## Extract
__________________________________________________

Yes, generally, increasing volume (unless by bots) is a positive.
Fortunately my three worst performers represent only five per cent of holdings: QIP is one. Far outshadowed by great performers such as NHC/WHC/YAL and in industrials LAU/SNL (two you may not have heard of, they're small) and a few others.
In the trademarks area, Sortify seems to have been a good purchase as its focus on artificial intelligence and endeavouring to convince hitherto reluctant business entitties that applying for trademarks isn't as complex as perceived may be a growth area.
In its October 2022 annual report, QIP commented that it expected to see margin growth 'over the next few years'. Probably too early to judge this six months later, but is progress slowly occurring?

__________________________________________________

## Extracted material
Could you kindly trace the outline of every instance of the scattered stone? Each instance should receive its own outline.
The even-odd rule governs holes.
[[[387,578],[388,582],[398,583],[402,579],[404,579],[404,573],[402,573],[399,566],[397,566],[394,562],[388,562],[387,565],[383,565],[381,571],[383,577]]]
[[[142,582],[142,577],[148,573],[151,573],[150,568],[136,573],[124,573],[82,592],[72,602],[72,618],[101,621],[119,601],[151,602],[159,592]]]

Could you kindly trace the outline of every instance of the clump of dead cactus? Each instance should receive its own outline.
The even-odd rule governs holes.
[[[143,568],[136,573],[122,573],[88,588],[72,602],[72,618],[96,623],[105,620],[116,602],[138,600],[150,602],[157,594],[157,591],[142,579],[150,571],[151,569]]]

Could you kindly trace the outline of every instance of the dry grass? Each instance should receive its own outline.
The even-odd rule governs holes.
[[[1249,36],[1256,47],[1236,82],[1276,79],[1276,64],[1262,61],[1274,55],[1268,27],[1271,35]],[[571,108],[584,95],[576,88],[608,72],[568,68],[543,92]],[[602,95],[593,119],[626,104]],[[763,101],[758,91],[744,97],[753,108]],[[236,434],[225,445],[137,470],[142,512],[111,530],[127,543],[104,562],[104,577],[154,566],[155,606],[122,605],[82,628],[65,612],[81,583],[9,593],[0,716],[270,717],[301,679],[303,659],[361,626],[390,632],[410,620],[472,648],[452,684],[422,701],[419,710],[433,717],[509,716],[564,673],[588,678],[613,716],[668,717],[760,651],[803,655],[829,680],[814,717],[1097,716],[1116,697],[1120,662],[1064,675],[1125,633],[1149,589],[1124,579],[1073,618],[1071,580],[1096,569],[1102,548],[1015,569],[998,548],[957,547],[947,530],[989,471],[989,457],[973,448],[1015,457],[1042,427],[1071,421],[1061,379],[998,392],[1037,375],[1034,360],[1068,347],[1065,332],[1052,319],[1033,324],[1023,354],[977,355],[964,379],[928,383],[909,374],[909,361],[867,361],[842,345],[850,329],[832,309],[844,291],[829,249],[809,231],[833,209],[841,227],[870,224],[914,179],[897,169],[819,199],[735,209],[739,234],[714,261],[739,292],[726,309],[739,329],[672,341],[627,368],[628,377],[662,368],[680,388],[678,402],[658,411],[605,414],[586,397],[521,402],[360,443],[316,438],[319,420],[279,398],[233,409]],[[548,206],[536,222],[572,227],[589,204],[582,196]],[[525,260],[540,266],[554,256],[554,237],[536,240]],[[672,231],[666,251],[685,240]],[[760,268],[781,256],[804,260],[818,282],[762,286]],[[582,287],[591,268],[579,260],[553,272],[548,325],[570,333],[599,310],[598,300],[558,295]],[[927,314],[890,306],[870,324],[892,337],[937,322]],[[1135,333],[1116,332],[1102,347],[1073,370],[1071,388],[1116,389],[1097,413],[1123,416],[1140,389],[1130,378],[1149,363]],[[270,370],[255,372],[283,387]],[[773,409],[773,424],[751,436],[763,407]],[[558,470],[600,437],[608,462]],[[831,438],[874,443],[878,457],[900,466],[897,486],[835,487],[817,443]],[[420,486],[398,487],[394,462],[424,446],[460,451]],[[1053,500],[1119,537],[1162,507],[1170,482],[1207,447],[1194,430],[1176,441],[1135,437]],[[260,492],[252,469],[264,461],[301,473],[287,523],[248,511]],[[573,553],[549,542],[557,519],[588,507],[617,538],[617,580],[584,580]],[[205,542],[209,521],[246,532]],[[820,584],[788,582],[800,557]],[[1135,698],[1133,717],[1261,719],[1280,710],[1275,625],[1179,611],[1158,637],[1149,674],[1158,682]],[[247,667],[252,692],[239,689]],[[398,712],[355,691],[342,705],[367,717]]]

__________________________________________________

## Task details
Continue the comments on QIP and the other holdings from the point where they stop.

## Output of the task
Its DCC entity opened a Hong Kong office last year. With mainland communist China allegedly having had 80 per cent of its population infected with COVID-19 (as admitted in the last 24 hours by a top ranking health official) and allegedly economic growth in that major nation having dramatically slowed, as well as areas like Shanghai having at times been shut down with draconian restrictions, it'll be interesting to see whether this office is performing poorly.or OK.
Needless to say QIP operates in a highly specialised area. Is it having to give employees significant salary rises or other payments to minimise the chance of key personnel bailing? It's previously had difficulty in keeping any costs rise below revenue increases.
I am younger than you.
I cannot give investment advice so good luck if you go ahead and purchase more.